▸ Reading passage:
=== Section Start ===

SWOT Simulated North American Continent Hydrology Dataset Exploration in the Cloud

From the PO.DAAC Cookbook, to access the GitHub version of the notebook, follow this link.

Accessing and Visualizing SWOT Simulated Datasets

Requirement:

This tutorial can only be run in an AWS cloud instance running in us-west-2: NASA Earthdata Cloud data in S3 can be directly accessed via earthaccess python library; this access is limited to requests made within the US West (Oregon) (code: us-west-2) AWS region.

=== Section End ===

▸ Exercise objective: In the SWOT dataset page, substitute "walkthrough" for "tutorial" in the part that opens with the words containing "This tutorial can" and closes with "us-west-2) AWS region.", and give that part again.

Collected data
=== Section Start ===

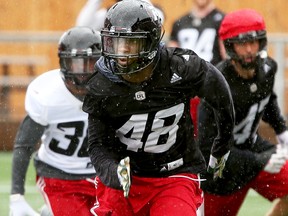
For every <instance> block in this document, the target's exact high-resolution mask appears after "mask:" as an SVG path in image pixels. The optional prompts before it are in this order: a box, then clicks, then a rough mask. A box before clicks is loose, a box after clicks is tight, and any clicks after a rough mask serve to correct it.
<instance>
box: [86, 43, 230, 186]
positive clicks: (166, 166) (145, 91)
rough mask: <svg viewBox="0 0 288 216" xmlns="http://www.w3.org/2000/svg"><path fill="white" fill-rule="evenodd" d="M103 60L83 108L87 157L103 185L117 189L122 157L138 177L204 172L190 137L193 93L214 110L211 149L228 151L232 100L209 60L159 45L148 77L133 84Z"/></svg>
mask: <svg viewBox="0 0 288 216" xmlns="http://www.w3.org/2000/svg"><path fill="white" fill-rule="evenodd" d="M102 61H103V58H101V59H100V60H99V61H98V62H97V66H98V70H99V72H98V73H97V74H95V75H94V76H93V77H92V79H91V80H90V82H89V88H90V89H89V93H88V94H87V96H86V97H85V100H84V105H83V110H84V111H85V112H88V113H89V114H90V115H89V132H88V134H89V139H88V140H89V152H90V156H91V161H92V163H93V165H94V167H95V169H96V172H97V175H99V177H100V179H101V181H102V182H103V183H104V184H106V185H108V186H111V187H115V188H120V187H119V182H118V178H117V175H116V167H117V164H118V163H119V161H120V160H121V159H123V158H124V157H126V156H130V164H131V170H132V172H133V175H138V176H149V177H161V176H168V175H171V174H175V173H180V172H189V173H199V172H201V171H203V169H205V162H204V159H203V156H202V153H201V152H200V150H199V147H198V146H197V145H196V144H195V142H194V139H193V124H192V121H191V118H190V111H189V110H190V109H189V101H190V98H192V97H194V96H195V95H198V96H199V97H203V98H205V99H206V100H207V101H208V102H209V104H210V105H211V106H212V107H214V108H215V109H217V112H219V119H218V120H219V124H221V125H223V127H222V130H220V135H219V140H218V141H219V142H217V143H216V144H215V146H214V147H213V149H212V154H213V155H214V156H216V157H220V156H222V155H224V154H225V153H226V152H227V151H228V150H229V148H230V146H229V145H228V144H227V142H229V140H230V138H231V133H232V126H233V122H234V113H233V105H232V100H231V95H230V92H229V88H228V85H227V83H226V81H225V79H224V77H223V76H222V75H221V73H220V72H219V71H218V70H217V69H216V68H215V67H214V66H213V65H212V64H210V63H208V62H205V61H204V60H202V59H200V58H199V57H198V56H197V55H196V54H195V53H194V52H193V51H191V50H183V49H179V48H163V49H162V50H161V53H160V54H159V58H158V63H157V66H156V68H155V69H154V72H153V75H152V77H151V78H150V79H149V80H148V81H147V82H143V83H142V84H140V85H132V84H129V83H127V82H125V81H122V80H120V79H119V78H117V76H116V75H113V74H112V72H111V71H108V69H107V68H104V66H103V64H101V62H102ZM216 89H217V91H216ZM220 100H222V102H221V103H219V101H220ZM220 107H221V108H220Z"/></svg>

=== Section End ===

▸ Exercise result:
This walkthrough can only be run in an AWS cloud instance running in us-west-2: NASA Earthdata Cloud data in S3 can be directly accessed via earthaccess python library; this access is limited to requests made within the US West (Oregon) (code: us-west-2) AWS region.